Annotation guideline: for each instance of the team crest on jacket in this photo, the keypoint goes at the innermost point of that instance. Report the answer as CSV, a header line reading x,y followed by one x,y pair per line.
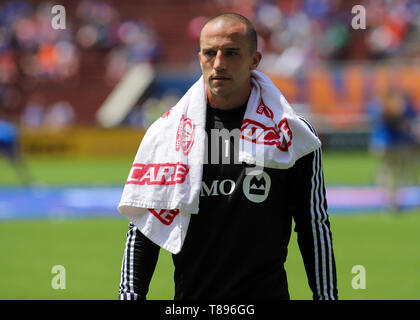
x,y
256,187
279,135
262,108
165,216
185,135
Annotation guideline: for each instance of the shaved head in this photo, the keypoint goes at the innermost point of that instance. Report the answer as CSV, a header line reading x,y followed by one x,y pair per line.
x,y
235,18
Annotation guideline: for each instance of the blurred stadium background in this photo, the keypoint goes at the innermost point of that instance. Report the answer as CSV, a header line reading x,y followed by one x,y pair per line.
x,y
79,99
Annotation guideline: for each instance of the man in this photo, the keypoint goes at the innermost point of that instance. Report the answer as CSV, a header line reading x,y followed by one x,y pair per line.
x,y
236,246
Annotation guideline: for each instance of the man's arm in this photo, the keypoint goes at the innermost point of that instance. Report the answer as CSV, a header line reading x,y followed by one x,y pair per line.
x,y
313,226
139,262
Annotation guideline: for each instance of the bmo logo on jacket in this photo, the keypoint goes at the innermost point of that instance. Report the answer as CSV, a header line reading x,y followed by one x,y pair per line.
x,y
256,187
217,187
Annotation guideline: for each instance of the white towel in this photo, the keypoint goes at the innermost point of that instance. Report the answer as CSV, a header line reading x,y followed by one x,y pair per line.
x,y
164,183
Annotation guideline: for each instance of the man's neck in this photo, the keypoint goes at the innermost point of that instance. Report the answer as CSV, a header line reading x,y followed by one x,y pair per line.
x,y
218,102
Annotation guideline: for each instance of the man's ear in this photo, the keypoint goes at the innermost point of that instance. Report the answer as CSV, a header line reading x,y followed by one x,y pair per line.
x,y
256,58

*****

## Problem details:
All lines from the one with "Annotation guideline: for each instance of the man's neck" through the final line above are to be quoted exactly; quote no other line.

## Written reply:
Annotation guideline: for each instance of the man's neck in this photo, the keypoint goes at the innermost point of that instance. Report the answer as CSV, a header line reading x,y followed by one x,y pair per line.
x,y
218,102
Annotation guideline: for each instance of the man's ear in this photo, the keypoint goes at the innermost point of that instance. Report the answer as CSV, a header line reading x,y followed by one x,y pair per line.
x,y
256,58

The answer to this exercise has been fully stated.